---------- GIVEN RECORDS ----------
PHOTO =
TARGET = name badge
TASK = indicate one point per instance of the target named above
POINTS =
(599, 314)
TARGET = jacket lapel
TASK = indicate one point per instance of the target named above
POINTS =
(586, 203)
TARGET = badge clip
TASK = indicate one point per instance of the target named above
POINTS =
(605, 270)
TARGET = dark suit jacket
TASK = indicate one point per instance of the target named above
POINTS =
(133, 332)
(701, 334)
----------
■ **EXERCISE**: What the exercise asks for is the listing above, retyped in full.

■ **ANSWER TO THIS EXERCISE**:
PHOTO =
TARGET = name badge
TASK = indicate one point per instance of the target named above
POINTS =
(599, 314)
TARGET = jacket lapel
TASK = indicate one point per instance of the target named above
POINTS =
(586, 203)
TARGET = badge clip
TASK = indicate one point per instance of the target named above
POINTS =
(605, 270)
TARGET = dark suit jacket
TASK = indicate one point per instance of the target named above
POINTS =
(133, 332)
(701, 334)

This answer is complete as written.